**ИСХОДНЫЙ ДОКУМЕНТ**.
━━━━━━

Отроковица адресовалась к тетушке:

— Опять будешь танцевать с Рэем?

— Почему бы и нет? Он дивно танцует.

— Кто бы спорил. Только он фейгеле.

Гомосексуалист.

— Видите вон ту девицу в мексиканского производства индейской шали? Так вот, она сказала своей мамаше: «Пойду на вечер одиночек, Если не вернусь до утра, считай, что я обручилась». Это ж надо быть такой оптимисткой!

Народу вечер одиночек собрал мало. Полный провал. Холостяк заскакивал в зал, выругавшись себе под нос, корчил рожу и был таков, а за компанию с ним линял и еще какой-нибудь холостяк. Разодетые в пух и прах дамы оставались в одиночестве — их обихаживали штатные служители: по очереди кружил то парикмахер, то танцмейстер в расчете на скорое воздаяние в своей профессиональной роли. Язвительный субъект, мой давешний приятель, снова занял место у стойки.

— Послушайте, — обратился он к одному из служителей, — где вы таких образин раздобыли? Вы что, договорились с Нью-Йорк-сити, чтобы они посылали к вам всех вековух?

━━━━━━

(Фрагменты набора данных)
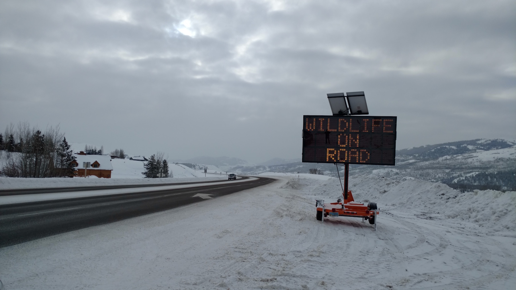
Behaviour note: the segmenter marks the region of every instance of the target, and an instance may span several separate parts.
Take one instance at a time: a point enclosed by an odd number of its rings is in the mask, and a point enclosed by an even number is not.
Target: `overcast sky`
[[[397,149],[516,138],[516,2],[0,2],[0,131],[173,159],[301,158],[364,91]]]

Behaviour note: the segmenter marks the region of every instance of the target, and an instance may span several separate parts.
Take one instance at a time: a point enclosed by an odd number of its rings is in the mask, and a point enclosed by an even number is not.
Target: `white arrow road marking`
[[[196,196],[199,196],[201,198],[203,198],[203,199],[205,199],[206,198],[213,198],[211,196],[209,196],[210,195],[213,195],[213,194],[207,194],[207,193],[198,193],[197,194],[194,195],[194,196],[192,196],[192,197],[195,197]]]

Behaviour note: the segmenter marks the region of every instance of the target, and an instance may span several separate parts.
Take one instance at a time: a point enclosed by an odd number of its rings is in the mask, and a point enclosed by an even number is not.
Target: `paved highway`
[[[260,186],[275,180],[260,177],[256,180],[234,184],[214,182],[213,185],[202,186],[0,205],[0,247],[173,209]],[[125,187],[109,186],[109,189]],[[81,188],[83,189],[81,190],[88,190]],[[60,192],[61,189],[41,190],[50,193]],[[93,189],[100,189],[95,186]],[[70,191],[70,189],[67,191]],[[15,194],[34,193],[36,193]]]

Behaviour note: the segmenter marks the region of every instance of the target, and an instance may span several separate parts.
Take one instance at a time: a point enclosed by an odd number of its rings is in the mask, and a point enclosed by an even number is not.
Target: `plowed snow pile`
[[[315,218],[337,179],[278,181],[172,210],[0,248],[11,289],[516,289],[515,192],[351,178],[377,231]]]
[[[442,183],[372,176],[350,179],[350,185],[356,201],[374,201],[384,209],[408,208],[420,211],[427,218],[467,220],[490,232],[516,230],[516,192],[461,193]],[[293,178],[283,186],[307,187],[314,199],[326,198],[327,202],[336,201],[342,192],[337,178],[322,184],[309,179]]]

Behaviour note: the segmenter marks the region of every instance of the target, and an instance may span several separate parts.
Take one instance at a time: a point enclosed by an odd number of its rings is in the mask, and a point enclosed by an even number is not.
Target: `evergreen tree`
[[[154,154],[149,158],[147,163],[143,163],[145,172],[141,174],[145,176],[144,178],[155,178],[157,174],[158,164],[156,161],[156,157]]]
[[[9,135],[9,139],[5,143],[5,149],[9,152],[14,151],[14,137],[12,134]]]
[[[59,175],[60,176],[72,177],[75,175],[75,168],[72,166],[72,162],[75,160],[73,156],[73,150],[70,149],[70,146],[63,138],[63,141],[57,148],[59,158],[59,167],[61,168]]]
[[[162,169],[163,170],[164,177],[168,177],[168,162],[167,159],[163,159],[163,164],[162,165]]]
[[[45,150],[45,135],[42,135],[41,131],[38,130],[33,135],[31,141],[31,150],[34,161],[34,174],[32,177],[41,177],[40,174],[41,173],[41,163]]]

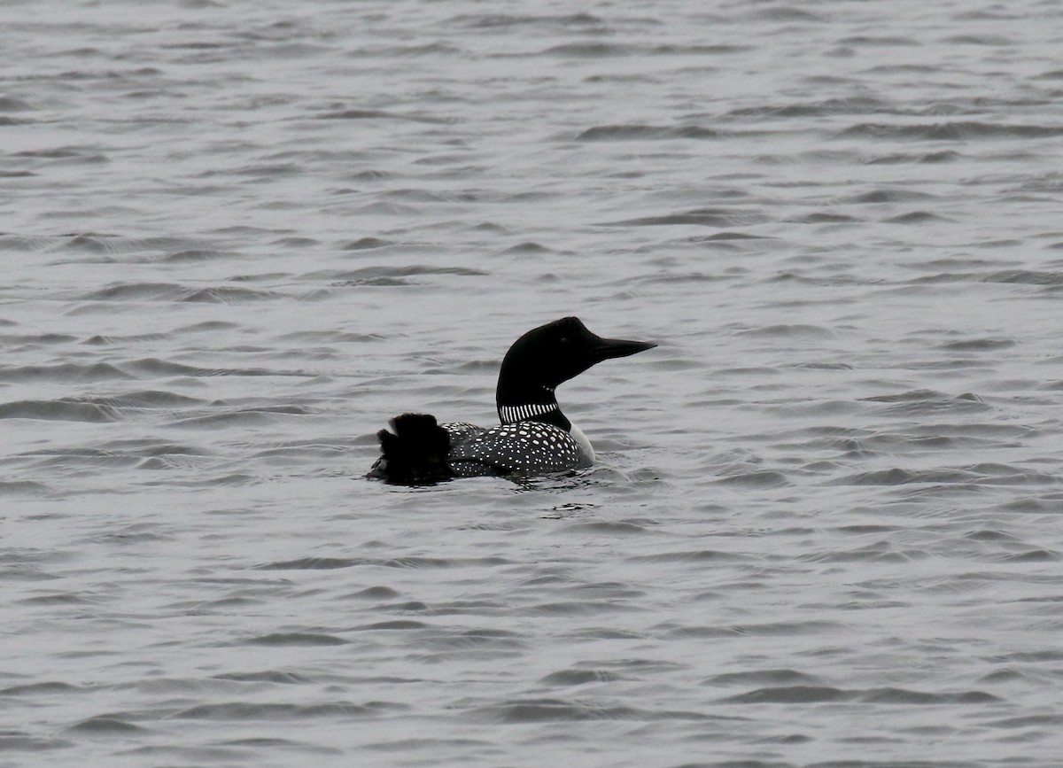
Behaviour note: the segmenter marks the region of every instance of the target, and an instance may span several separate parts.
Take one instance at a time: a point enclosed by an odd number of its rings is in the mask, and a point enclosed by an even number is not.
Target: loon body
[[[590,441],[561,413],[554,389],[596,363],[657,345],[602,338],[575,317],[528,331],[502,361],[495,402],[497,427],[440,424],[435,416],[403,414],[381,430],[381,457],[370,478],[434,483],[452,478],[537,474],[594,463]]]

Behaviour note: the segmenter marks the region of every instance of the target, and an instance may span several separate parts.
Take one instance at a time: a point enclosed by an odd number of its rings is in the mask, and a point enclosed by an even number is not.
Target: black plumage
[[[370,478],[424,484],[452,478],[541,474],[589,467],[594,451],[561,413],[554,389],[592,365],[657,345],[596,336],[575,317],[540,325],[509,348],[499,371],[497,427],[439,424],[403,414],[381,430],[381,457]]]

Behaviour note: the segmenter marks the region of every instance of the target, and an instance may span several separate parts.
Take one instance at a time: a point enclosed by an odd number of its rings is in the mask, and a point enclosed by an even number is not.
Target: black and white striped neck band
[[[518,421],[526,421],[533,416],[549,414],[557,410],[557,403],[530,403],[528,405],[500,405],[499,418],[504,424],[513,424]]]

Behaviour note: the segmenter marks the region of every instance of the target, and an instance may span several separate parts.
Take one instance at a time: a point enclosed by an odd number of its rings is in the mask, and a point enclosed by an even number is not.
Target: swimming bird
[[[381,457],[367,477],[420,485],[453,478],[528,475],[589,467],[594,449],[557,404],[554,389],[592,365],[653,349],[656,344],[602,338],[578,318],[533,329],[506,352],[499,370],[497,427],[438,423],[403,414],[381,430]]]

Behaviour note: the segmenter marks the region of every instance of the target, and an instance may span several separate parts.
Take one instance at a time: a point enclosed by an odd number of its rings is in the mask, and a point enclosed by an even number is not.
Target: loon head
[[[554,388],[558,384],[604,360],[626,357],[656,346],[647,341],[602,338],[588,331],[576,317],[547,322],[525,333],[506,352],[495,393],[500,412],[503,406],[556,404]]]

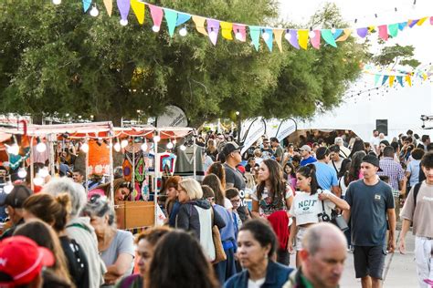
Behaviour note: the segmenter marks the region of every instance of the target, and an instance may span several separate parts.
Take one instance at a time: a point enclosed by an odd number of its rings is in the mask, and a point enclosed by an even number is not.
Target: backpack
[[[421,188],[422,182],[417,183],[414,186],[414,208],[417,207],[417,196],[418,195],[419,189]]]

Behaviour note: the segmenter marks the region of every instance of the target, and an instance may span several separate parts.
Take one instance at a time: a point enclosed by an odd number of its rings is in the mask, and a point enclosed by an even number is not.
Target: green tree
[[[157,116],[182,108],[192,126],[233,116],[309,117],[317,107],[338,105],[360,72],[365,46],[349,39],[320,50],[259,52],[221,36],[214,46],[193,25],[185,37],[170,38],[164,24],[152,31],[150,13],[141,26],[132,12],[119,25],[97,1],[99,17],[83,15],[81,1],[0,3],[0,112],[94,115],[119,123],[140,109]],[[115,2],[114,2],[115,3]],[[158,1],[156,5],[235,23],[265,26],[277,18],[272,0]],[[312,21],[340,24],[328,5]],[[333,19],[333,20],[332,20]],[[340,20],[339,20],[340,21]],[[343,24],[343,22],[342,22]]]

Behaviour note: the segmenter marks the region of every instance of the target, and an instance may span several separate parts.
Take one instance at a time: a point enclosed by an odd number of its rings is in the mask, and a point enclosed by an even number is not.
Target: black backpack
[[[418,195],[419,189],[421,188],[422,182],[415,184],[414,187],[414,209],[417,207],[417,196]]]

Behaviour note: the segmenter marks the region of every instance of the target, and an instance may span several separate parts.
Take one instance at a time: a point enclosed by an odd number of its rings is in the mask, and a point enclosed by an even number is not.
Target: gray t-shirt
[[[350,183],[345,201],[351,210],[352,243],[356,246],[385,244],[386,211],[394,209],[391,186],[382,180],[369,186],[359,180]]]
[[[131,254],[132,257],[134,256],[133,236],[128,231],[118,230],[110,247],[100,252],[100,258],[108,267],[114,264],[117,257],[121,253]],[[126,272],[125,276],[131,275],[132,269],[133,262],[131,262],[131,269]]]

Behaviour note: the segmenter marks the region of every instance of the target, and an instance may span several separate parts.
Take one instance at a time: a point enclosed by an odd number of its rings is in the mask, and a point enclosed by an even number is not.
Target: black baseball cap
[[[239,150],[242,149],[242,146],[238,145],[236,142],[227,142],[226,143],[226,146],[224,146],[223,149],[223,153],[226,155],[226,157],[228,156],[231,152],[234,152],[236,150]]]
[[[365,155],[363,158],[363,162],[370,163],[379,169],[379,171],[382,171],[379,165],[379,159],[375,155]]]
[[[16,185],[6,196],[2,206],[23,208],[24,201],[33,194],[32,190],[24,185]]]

━━━━━━

**ЗАДАНИЕ**. Перепишите отрывок текста о вечере одиночек от слов "Гомосексуалист." до слов "вам всех вековух?" включительно, заменив "танцмейстер" на "учитель танцев".

**РЕШЁННАЯ ЗАДАЧА**.
Гомосексуалист.

— Видите вон ту девицу в мексиканского производства индейской шали? Так вот, она сказала своей мамаше: «Пойду на вечер одиночек, Если не вернусь до утра, считай, что я обручилась». Это ж надо быть такой оптимисткой!

Народу вечер одиночек собрал мало. Полный провал. Холостяк заскакивал в зал, выругавшись себе под нос, корчил рожу и был таков, а за компанию с ним линял и еще какой-нибудь холостяк. Разодетые в пух и прах дамы оставались в одиночестве — их обихаживали штатные служители: по очереди кружил то парикмахер, то учитель танцев в расчете на скорое воздаяние в своей профессиональной роли. Язвительный субъект, мой давешний приятель, снова занял место у стойки.

— Послушайте, — обратился он к одному из служителей, — где вы таких образин раздобыли? Вы что, договорились с Нью-Йорк-сити, чтобы они посылали к вам всех вековух?